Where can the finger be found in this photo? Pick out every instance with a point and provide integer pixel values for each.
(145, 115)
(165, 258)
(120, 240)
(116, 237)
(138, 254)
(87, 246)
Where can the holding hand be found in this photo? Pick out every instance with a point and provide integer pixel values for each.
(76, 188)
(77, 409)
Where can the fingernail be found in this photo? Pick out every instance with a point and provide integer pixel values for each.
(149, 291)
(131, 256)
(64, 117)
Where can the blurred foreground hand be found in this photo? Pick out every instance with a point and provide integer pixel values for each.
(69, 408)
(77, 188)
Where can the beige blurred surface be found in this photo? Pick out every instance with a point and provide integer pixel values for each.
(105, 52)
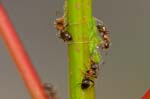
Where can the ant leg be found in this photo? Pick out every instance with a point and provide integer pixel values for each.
(92, 83)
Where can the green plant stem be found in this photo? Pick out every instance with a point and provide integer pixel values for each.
(78, 15)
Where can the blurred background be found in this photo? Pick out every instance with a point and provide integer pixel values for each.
(126, 72)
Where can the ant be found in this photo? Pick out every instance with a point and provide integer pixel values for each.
(50, 90)
(91, 73)
(60, 26)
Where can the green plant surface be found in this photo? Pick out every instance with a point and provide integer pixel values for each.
(82, 26)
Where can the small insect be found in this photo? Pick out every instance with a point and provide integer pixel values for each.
(86, 83)
(59, 24)
(65, 36)
(92, 72)
(50, 90)
(61, 27)
(105, 36)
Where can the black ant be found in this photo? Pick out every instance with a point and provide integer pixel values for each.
(60, 26)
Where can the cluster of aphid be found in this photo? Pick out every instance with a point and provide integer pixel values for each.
(61, 27)
(91, 73)
(104, 35)
(50, 91)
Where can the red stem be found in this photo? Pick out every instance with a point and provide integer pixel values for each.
(20, 57)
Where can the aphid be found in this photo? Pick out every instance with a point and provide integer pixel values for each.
(61, 27)
(86, 83)
(105, 36)
(50, 90)
(59, 24)
(92, 72)
(65, 36)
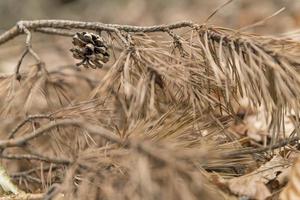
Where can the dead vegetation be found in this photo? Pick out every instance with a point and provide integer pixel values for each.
(163, 118)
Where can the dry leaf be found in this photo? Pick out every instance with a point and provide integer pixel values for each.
(253, 185)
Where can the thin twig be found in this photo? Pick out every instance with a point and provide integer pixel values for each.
(28, 119)
(265, 149)
(96, 26)
(36, 157)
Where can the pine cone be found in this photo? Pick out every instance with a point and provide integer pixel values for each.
(90, 49)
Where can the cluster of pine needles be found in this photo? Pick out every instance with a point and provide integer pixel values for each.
(154, 122)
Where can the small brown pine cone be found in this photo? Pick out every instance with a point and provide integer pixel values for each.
(91, 49)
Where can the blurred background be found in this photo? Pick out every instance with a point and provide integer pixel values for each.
________________________
■ Problem to work on ■
Repeat the records word for word. Any picture in them should be left out.

■ Answer for this exercise ■
Where can the finger be found in this photo? Pick out every instance with a point and provide integer pixel values for each.
(145, 115)
(165, 258)
(120, 240)
(116, 237)
(138, 254)
(87, 246)
Where can the holding hand be found in this photo? Pick out every instance with a point and provide integer pixel values for each.
(76, 188)
(77, 409)
Where can the fingernail be found in this photo? Pick out every instance with a point and provide integer pixel values for each.
(149, 291)
(131, 256)
(64, 117)
Where can the blurred foreground hand be found in this photo? Pick out every instance with a point and provide integer pixel values for each.
(69, 408)
(77, 188)
Where can the beige blurred surface be found in this photo? Pick out every instance with a point and provide integer pixel values for each.
(105, 52)
Where can the ant leg be found in this photo? Pick out every instance with a point and provide integer pixel values for each.
(92, 83)
Where can the green plant stem be found in this photo? Pick out every instance with a point and provide integer pixel values for each.
(78, 15)
Where can the blurred background be found in this photo? Pick out every instance with a point and provide integer pixel values for each.
(126, 72)
Where can the ant be found in this photo? Pick out every instance with a point and provide integer pixel values for each.
(50, 90)
(91, 73)
(60, 26)
Where can the green plant surface be found in this photo? Pick out every instance with a point and provide integer pixel values for each.
(82, 26)
Where can the small insect be found in this photo? Pick out every instance with a point and provide integer pixel values for each.
(86, 83)
(59, 24)
(65, 36)
(92, 72)
(50, 90)
(61, 27)
(105, 36)
Where can the black ant be found in this photo? Pick out every instance with a point and provide integer pixel values for each.
(60, 26)
Where can the cluster of aphid be found in this photo? Pick out every instance with a point and provide integer pixel values for each.
(61, 27)
(91, 73)
(104, 35)
(50, 91)
Where can the red stem be found in this photo? Pick out every instance with a point and provide integer pixel values for each.
(20, 57)
Where can the aphid be found in this photo? Pick out every instance with a point and provide integer pixel values for each.
(61, 27)
(86, 83)
(105, 36)
(50, 90)
(59, 24)
(92, 72)
(65, 36)
Where can the dead vegetation be found in this photo? Pick out every instance with a point and provide integer pixel values for each.
(163, 118)
Where can the dry leaf be found in this photo? Pick out every instance with a point and provide integer pixel values for each.
(253, 185)
Where can the thin twig be found in this photo? Pick out every instance with a point and provide integer pixel values for each.
(28, 119)
(265, 149)
(96, 26)
(36, 157)
Where can the pine cone be found in this photo? Pick out every instance with a point and provide integer pixel values for each.
(90, 49)
Where can the cluster of pine needles be found in this photo? Pick out every instance with a point and provide integer pixel values for each.
(154, 122)
Where can the small brown pine cone be found in this photo? Pick out every instance with a point and provide integer pixel values for each.
(91, 49)
Where can the blurred background be found in this photo? Pick out every instance with a point and provide integer pixel values for each.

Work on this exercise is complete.